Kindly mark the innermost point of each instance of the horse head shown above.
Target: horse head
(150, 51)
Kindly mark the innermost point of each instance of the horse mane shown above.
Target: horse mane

# # #

Return the whole listing, keeping each word as it stands.

▶ _Exercise output_:
Kindly mark the innermost point of each instance of the horse head shown above.
Target: horse head
(150, 51)
Kindly mark the innermost point of each instance of the horse mane shown above.
Target: horse mane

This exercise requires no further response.